Instructions to follow: Swap "yellow plastic crate" for "blue plastic crate" in the stretch from the line containing "Locate every yellow" through the line containing "41,434,99,455", and write out only those lines with nothing else altered.

== Data entries

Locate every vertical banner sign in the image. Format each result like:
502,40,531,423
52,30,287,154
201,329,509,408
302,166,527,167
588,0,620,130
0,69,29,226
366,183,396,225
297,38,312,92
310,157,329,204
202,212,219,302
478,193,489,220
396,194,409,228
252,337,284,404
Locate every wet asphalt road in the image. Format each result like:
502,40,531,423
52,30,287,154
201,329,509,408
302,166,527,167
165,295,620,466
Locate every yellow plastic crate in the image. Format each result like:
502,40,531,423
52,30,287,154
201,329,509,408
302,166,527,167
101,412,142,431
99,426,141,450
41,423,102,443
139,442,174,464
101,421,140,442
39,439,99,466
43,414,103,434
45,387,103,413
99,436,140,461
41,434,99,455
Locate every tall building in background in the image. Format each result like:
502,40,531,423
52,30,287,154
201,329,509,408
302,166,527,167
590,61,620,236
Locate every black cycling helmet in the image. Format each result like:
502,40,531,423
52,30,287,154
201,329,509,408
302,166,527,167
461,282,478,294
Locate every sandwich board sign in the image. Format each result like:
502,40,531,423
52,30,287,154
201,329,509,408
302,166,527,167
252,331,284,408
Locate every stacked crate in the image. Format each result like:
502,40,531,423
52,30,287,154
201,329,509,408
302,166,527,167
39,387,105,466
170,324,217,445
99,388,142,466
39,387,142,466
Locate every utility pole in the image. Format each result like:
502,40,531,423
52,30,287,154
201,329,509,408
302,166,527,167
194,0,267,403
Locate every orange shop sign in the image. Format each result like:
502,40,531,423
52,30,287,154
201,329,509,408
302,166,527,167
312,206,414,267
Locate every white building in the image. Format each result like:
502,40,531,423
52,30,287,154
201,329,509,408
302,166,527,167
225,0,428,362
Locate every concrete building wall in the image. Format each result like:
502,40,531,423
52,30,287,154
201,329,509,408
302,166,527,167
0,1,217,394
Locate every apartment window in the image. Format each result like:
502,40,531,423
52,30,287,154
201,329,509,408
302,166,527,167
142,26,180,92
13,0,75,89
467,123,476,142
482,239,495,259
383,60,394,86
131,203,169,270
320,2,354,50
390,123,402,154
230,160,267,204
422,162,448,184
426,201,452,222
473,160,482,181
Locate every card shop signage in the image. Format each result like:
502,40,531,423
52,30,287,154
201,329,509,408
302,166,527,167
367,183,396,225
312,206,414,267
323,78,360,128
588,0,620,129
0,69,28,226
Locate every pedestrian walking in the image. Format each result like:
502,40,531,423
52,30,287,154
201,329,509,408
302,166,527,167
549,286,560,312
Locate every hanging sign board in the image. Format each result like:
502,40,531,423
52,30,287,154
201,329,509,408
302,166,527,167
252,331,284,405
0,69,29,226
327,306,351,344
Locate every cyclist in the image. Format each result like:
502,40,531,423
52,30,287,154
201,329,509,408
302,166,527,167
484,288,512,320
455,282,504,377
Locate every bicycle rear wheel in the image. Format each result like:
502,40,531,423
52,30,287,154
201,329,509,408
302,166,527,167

====

Solved exercise:
Locate every blue plastic crate in the image. Format each result like:
502,40,531,423
52,30,287,154
201,329,509,408
302,166,527,167
101,412,142,431
99,426,141,450
41,423,102,443
139,442,174,464
101,421,140,442
39,439,99,466
43,414,103,434
45,387,103,413
99,436,140,461
41,434,99,455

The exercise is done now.